TESTO ESTRATTO

Nuova luce sui meccanismi alla base della malattia di Kennedy

Uno studio del VIMM-Università di Padova supportato da Telethon dà un contributo importante alla conoscenza su questa e altre malattie neurodegenerative.

Maria Pennuto

Dallo studio dei meccanismi alla base di una rara malattia genetica arrivano informazioni utili per la comprensione delle malattie neurodegenerative: una larga famiglia di disordini del sistema nervoso, che nel complesso riguardano un individuo ogni sei persone e, nelle forme più classiche, si manifestano nell’adulto, sono progressive e con un decorso più o meno lento, ma inesorabile.

Pubblicato su “Science Advances”, il lavoro è stato coordinato da Maria Pennuto e condotto dalle ricercatrici Diana Piol e Laura Tosatto, e si è focalizzato sulla malattia di Kennedy, nota anche come atrofia muscolare spinale e bulbare (SBMA). Alla base c’è una mutazione nel gene che codifica per il recettore degli androgeni, che provoca la perdita di quei neuroni che ci permettono di effettuare tutti i movimenti volontari, dall’uso dei muscoli facciali alla deglutizione al muovere le gambe e le braccia. Nel tempo, questi pazienti sono quindi costretti a utilizzare supporti per camminare, fino all’uso di sedie a rotelle a causa dell’affaticamento e dell’incapacità di muoversi.

Studiando come il recettore degli androgeni funziona in condizioni normali e nella malattia, i ricercatori hanno dimostrato che la proteina mutata viene modificata da fattori cellulari, che aggiungono dei gruppi chimici o li tolgono, in maniera più forte rispetto al recettore normale. Riducendo l’attività di questi fattori, grazie a strategie farmacologiche o genetiche, si assiste a un miglioramento della funzionalità del recettore, dimostrando quindi la rilevanza di queste scoperte nel contesto della malattia di Kennedy. La ricerca è stata effettuata in collaborazione con altri laboratori situati in Italia e all’estero.

MATERIALE ELENCATO
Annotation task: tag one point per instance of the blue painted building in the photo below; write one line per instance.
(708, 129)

* * *

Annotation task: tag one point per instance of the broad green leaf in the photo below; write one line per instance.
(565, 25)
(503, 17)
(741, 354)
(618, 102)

PROBLEMI E COMPITI
A: Elenca tutte le persone nominate nel testo sulla malattia di Kennedy.
B: Rispondi alle seguenti domande sul testo sulla malattia di Kennedy, contrassegnando ogni risposta con lo stesso numero della domanda.
(i) Su quale rivista è stato pubblicato il lavoro?
(ii) Con quale altro nome è nota la malattia di Kennedy?
(iii) Quante persone riguardano nel complesso le malattie neurodegenerative?

RISPOSTE AI COMPITI
A: Maria Pennuto, Diana Piol, Laura Tosatto

B:
(i) Su "Science Advances".
(ii) Atrofia muscolare spinale e bulbare (SBMA).
(iii) Un individuo ogni sei persone.